In Japan, hearses, called (霊柩車, reikyūsha), can come in two styles: "Foreign" style, which is similar in build and style to an American hearse, or a "Japanese" style, in which the rear area of the vehicle is modified to resemble a small, ornate Buddhist temple.

The Japanese-style hearse generally requires the rear of the vehicle to be extensively altered; commonly, the rear roof is cut away from the front windows back and all interior parts are removed from the rear as well. The ornate Buddhist-style rear area, generally constructed of wood and in which the casket or urn is placed, is built on top of this empty cavity and most often is wider than the base of the vehicle, so that it sticks out on the sides, over the rear body panels. Popular bases for these hearses are large sedans, minivans and pickup trucks.

The ornaments on a Japanese-style hearse vary by region. Nagoya style decorates both the upper and lower halves of the car body.
Kansai style has a relatively modest decorations unpainted.
Kanazawa style is known for having a red body (other styles mostly have black bodies) with gilded ornaments.
Tokyo style, found anywhere else in Japan, features painted/gilded ornaments on the upper half of the body.

- **DATASET EXCERPT**:
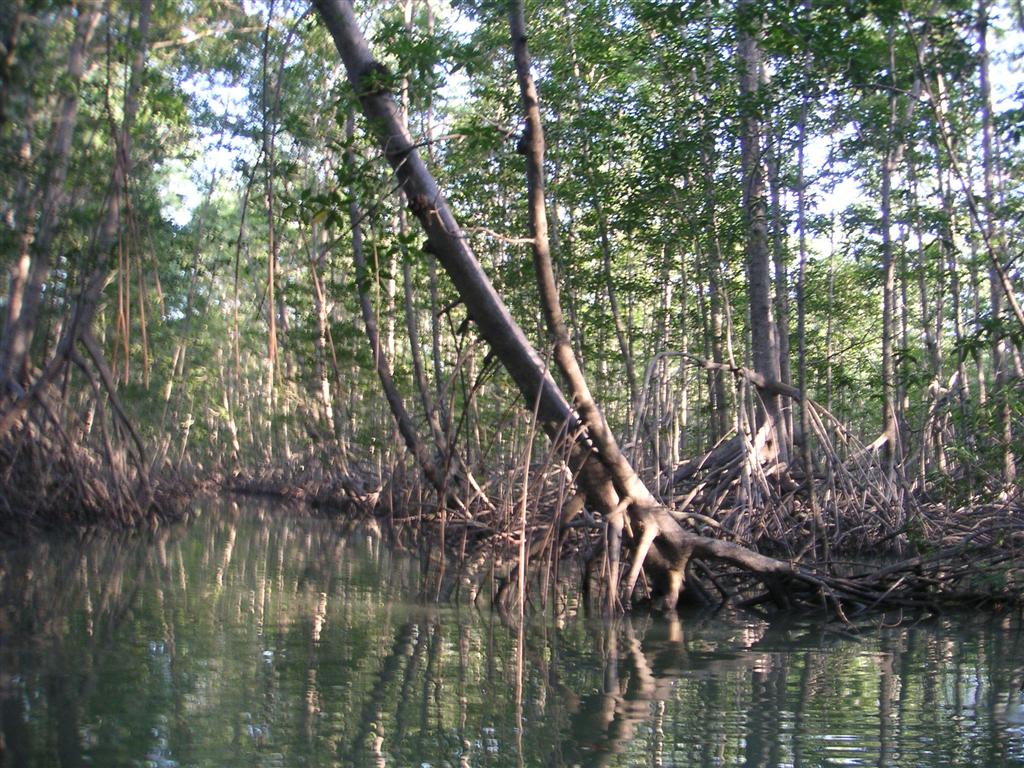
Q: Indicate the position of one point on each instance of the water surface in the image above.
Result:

- **DESCRIPTION OF THE TASK**: Can you extract the full text about Japanese hearses, word for word from start to finish? You won't need the data for this.

- **ANSWER TO THIS TASK**:
In Japan, hearses, called (霊柩車, reikyūsha), can come in two styles: "Foreign" style, which is similar in build and style to an American hearse, or a "Japanese" style, in which the rear area of the vehicle is modified to resemble a small, ornate Buddhist temple.

The Japanese-style hearse generally requires the rear of the vehicle to be extensively altered; commonly, the rear roof is cut away from the front windows back and all interior parts are removed from the rear as well. The ornate Buddhist-style rear area, generally constructed of wood and in which the casket or urn is placed, is built on top of this empty cavity and most often is wider than the base of the vehicle, so that it sticks out on the sides, over the rear body panels. Popular bases for these hearses are large sedans, minivans and pickup trucks.

The ornaments on a Japanese-style hearse vary by region. Nagoya style decorates both the upper and lower halves of the car body.
Kansai style has a relatively modest decorations unpainted.
Kanazawa style is known for having a red body (other styles mostly have black bodies) with gilded ornaments.
Tokyo style, found anywhere else in Japan, features painted/gilded ornaments on the upper half of the body.